→ **Excerpted text**
## BEGIN
Justice Roberts asks if the case of the Muslim prisoner’s beard is too easy

(RNS) In the first religion case of the Supreme Court season, a Muslim prisoner asks for the right to grow a very short beard.

When Gregory Holt’s case arrives at the U.S. Supreme Court on Tuesday (Oct. 7), lawyers won’t be arguing about what landed him a life sentence in an Arkansas state prison, but rather what he wanted to do once he got there: grow a beard in observance of his Muslim religious beliefs. Photo courtesy of Religion & Ethics Newsweekly, via Arkansas Corrections

Gregory Holt — known as Abdul Maalik Muhammad after his conversion to Islam. Photo courtesy of Religion & Ethics Newsweekly, via Arkansas Corrections

(RNS) In some ways, the case of the Muslim prisoner who wants to grow a beard seems easy.  When it comes to a prisoner’s religious rights, federal laws favors accommodation when possible.

So how could Gregory Holt — known as Abdul Maalik Muhammad after his conversion to Islam — possibly lose at the Supreme Court, where the justices heard his case on Tuesday (Oct. 7)?

Holt wants to grow a mere half-inch beard — a length of whisker allowed in the vast majority of state prison systems, but not the one where he is incarcerated: Arkansas.

Even Chief Justice John Roberts wondered how such a seemingly straightforward case came before the high court, which usually occupies itself with the thorniest of legal questions.

John G. Roberts Jr., chief justice of the United States of America.

John G. Roberts Jr., chief justice of the United States of America.

“You’re really just making your case too easy,” Roberts told Douglas Laycock, the respected First Amendment scholar arguing on Holt’s behalf. You’re just saying, “Well, we want to draw the line at a half inch because that lets us win. And the next day someone’s going to be here with one inch. And maybe it’ll be you. And then, you know, two inches.”

You can’t get around the “legal difficulty” of the case by asking for so little, Roberts concluded.

A prisoner who wants a full beard will likely petition the court some day, Laycock replied. But that plaintiff is not before the court today. “So this case is about a half an inch.”

But of course it is about more, as Laycock made clear later in his argument. The Supreme Court, he said, must decide how much deference prison officials get when they decide to limit inmates’ religious observance.

Douglas Laycock, the respected First Amendment scholar arguing on Gregory Holt's behalf, in front of the Supreme Court on Tuesday (Oct.7). Religion News Service photo by Lauren Markoe

Douglas Laycock, the respected First Amendment scholar arguing on Gregory Holt’s behalf, in front of the Supreme Court on Tuesday (Oct.7). Religion News Service photo by Lauren Markoe

“The degree of deference due to the prison,” Laycock said, “depends on the quality of their explanation, the quality of their consideration of the issue, and here there’s no indication they ever considered the religious needs of the prisoners in the adoption of this rule.”
## END
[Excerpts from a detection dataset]
## BEGIN
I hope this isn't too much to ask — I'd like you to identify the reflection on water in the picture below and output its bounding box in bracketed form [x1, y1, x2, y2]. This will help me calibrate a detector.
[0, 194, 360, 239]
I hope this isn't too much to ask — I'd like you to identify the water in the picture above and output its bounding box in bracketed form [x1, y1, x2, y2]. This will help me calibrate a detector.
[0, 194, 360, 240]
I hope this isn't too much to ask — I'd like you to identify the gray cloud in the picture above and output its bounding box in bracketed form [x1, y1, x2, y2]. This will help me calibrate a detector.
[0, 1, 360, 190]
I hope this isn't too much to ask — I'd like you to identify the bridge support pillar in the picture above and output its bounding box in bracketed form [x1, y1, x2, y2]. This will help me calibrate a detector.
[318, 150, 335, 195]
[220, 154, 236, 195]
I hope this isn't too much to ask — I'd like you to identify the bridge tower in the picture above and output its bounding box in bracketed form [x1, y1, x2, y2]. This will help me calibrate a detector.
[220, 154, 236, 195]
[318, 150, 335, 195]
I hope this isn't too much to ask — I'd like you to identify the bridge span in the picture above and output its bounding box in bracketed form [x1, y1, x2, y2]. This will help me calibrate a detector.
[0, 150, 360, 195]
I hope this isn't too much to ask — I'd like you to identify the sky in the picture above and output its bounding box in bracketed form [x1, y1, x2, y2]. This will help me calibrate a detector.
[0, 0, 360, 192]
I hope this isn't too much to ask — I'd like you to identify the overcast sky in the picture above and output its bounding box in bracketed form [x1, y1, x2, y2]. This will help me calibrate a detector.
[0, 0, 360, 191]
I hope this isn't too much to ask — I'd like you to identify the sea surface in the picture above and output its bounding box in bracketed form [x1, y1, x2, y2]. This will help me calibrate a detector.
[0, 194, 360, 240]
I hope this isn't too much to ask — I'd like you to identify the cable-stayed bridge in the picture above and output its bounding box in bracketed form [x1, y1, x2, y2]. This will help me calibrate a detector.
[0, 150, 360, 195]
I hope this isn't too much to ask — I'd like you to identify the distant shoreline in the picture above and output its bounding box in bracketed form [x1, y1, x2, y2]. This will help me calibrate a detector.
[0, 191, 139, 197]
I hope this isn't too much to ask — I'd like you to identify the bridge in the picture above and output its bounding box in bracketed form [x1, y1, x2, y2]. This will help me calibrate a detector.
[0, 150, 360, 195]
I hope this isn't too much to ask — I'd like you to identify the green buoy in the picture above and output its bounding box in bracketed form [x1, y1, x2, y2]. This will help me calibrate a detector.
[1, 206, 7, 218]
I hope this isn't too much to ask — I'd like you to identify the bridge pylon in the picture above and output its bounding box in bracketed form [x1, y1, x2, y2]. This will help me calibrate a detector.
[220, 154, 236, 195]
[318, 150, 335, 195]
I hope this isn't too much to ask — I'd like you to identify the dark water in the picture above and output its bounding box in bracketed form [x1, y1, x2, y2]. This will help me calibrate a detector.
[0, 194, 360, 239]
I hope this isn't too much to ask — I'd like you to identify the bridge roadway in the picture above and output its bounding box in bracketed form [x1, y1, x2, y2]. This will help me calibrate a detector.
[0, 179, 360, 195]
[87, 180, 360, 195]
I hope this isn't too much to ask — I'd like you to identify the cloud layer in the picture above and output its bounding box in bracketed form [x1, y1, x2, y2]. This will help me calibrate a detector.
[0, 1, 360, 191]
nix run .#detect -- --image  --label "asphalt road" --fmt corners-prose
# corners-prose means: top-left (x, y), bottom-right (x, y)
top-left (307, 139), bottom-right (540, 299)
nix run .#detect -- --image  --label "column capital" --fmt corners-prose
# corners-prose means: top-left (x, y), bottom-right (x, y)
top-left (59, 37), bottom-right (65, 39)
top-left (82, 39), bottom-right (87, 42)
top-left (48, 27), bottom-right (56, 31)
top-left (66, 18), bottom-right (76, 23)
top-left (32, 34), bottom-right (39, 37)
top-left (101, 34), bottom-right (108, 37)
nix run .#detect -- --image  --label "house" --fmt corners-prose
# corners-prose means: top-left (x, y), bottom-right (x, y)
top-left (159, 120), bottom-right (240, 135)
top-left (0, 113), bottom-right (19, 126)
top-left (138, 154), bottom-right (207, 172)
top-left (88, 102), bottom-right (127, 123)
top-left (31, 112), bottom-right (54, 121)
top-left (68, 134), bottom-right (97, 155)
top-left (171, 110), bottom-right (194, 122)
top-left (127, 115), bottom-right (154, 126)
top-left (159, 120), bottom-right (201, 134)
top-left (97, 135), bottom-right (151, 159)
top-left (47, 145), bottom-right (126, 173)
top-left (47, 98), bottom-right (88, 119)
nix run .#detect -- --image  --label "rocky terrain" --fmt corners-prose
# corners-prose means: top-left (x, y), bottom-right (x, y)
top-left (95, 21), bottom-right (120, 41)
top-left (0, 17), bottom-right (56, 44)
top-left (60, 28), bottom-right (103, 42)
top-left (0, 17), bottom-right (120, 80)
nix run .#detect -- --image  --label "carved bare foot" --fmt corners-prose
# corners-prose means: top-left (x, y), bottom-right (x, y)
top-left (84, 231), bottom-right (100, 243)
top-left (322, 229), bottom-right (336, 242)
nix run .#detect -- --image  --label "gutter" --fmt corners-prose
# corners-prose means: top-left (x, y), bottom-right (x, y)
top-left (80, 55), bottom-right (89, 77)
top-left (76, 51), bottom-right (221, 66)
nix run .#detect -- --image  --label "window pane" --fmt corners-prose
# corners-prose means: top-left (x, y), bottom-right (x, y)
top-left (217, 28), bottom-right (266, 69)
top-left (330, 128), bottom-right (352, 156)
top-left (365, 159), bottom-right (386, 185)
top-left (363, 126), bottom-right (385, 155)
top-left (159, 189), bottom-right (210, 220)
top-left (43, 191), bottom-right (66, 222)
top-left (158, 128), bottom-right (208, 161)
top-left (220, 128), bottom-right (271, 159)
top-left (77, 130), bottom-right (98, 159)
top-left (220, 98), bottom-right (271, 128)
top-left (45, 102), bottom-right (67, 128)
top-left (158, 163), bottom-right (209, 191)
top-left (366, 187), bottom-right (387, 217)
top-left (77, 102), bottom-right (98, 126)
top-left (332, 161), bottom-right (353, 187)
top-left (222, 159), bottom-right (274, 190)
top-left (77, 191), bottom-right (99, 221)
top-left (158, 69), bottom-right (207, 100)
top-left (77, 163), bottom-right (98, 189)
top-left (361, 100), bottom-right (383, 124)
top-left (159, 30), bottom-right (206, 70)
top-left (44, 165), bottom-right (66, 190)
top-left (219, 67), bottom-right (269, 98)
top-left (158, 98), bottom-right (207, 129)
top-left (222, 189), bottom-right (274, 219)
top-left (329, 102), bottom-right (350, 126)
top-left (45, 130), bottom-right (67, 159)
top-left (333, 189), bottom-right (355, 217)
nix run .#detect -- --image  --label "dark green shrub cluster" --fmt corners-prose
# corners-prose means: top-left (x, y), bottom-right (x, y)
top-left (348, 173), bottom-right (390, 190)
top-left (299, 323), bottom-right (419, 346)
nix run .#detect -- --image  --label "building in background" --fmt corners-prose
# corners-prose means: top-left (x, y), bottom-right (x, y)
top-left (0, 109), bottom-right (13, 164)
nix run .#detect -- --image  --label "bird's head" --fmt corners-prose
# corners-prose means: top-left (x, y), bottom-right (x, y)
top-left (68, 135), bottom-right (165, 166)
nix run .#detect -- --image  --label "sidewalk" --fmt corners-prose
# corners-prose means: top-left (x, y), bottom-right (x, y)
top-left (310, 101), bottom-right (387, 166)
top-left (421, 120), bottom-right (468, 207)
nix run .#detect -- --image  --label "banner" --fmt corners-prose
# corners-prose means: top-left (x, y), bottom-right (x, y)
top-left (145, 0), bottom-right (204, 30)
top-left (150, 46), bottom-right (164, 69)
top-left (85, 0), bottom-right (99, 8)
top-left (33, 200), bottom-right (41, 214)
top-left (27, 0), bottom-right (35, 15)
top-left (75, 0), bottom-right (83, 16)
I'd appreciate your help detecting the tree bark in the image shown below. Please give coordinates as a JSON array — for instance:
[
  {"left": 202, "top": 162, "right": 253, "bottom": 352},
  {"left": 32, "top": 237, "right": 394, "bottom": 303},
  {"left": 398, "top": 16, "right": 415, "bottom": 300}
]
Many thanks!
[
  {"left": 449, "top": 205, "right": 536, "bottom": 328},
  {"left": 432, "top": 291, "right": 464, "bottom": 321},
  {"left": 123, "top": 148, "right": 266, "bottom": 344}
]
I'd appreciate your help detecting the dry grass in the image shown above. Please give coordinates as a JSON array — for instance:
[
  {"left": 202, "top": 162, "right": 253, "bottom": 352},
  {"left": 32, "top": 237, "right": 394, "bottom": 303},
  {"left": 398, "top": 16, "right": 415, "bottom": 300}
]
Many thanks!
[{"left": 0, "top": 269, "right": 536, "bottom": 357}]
## END
→ **Exercises**
[a] In the article on the Muslim prisoner's beard, what length of beard does Gregory Holt want to grow?
[b] Count the lines of the records that contain the string "detecting". Reply with the number only.

→ **List of solutions**
[a] A half-inch beard.

[b] 2